WRITTEN PROBLEM 1: In the mailing list thread, which JIRA ticket did Roland create for implementing a FileOperationsFactory for another endpoint such as AWS S3?

EXTRACT TO READ:
==*==
Posted by Roland Harangozo <ro...@gmail.com>.
Hi Dan,

No problem ;)

*"Would you be willing to review it when it's ready?" - Sure.*
*"I think the notion of making this a file-at-a-time operation is wrong --
we*
*still want to preserve the ability to make a batch request for a network
file system like GCS or S3."* - Agree, I wanted to say (but did badly) to
combine the copy & remove into a single operation and execute it
concurrently rather than copy all the files concurrently and then remove
them. Later one (existing solution) rules out to take advantage of the
native move/rename operation.

Thank you for the review, I find your comments really useful.

*"Would you like to try implementing a FileOperationsFactory*
*<https://github.com/apache/incubator-beam/blob/master/sdks/java/core/src/main/java/org/apache/beam/sdk/io/FileBasedSink.java#L554
<https://github.com/apache/incubator-beam/blob/master/sdks/java/core/src/main/java/org/apache/beam/sdk/io/FileBasedSink.java#L554>>
for another
endpoint such as AWS S3?" - *New JIRA ticket has been created on this:
BEAM-284 <https://issues.apache.org/jira/browse/BEAM-284> Could you please
take a look at it and assign it to me if it is okay?

Thanks,
Roland

2016-05-13 17:36 GMT+01:00 Dan Halperin <dh...@google.com.invalid>:

> Hi Roland,
>
> I'm a big jerk, but apparently I forgot to assign this issue to myself when
> I created it to track my own work. Sorry for the inconvenience, but I am
> already testing a fairly complex solution here. Would you be willing to
> review it when it's ready?
>
> Comments on the design inline.
>
> On Fri, May 13, 2016 at 8:48 AM, Tyler Akidau <ta...@apache.org> wrote:
>
> > +Daniel Halperin <dh...@google.com>
> >
> >
> > On Thu, May 12, 2016 at 10:20 AM Roland Harangozo <ro...@gmail.com>
> > wrote:
> >
> >> Hi All,
> >>
> >> I would like to fix this issue:
> >> https://issues.apache.org/jira/browse/BEAM-206
> >>
> >> Could you please revise my design proposal?
> >>
> >> I would copy and optionally remove the temporary files one by one as an
> >> atomic operation rather then copying all of the temporary files and then
> >> removing them (if we need to remove). It has the following benefits:
> >>
> >
> I think the notion of making this a file-at-a-time operation is wrong -- we
> still want
> to preserve the ability to make a batch request for a network file system
> like GCS
> or S3.
==*==
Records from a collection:
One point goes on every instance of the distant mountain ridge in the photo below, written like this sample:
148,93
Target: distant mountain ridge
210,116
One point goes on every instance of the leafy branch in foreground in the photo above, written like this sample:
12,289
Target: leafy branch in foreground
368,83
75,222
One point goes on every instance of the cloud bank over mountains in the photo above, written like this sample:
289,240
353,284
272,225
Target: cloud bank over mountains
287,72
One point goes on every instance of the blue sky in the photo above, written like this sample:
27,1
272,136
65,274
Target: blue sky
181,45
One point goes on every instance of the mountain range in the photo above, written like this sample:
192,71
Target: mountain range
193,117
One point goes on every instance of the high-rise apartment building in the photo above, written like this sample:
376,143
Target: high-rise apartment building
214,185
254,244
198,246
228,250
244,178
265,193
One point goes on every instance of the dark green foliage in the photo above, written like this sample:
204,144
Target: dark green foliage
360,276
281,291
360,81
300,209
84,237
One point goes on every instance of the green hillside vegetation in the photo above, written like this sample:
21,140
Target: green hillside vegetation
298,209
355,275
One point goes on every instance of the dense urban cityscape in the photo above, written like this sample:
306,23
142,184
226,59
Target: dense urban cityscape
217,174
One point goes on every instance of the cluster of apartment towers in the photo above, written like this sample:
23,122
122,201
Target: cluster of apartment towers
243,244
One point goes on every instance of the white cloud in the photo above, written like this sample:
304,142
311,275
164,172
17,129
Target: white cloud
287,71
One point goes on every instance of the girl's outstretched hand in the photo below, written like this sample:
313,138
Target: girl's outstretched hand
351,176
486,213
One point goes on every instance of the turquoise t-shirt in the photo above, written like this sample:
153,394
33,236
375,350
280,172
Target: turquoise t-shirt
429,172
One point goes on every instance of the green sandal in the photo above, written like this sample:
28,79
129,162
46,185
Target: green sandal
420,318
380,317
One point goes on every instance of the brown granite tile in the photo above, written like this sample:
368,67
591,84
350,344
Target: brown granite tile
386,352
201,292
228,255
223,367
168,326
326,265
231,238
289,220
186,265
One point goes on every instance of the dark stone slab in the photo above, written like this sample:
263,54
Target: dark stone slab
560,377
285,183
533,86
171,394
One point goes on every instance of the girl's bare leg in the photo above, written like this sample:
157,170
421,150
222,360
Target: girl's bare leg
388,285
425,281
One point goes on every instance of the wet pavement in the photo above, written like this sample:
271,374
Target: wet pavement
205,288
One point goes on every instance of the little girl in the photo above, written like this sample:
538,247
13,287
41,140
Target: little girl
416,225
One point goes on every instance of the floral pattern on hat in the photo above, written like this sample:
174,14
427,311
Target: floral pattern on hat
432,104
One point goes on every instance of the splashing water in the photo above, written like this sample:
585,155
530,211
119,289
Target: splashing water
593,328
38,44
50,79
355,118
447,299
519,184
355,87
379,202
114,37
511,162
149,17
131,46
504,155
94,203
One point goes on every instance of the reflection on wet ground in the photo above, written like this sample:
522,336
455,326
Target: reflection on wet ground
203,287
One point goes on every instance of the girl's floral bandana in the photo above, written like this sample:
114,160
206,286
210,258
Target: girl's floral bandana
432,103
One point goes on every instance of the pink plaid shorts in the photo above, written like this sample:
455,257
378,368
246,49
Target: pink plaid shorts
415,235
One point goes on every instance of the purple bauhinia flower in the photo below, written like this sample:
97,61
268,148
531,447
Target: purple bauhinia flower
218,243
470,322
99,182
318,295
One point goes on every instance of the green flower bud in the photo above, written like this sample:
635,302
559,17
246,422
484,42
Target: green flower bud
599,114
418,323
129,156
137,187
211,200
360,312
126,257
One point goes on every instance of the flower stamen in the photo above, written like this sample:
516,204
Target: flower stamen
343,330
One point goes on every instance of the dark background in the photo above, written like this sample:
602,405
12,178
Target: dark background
==*==
WRITTEN PROBLEM 2: Output the lines of the records, unchanged, starting with the line that contains "One point goes on every instance of the green flower" and going on through the final line of the records.

COMPLETE RESPONSE 1: BEAM-284

COMPLETE RESPONSE 2:
One point goes on every instance of the green flower bud in the photo above, written like this sample:
635,302
559,17
246,422
484,42
Target: green flower bud
599,114
418,323
129,156
137,187
211,200
360,312
126,257
One point goes on every instance of the flower stamen in the photo above, written like this sample:
516,204
Target: flower stamen
343,330
One point goes on every instance of the dark background in the photo above, written like this sample:
602,405
12,178
Target: dark background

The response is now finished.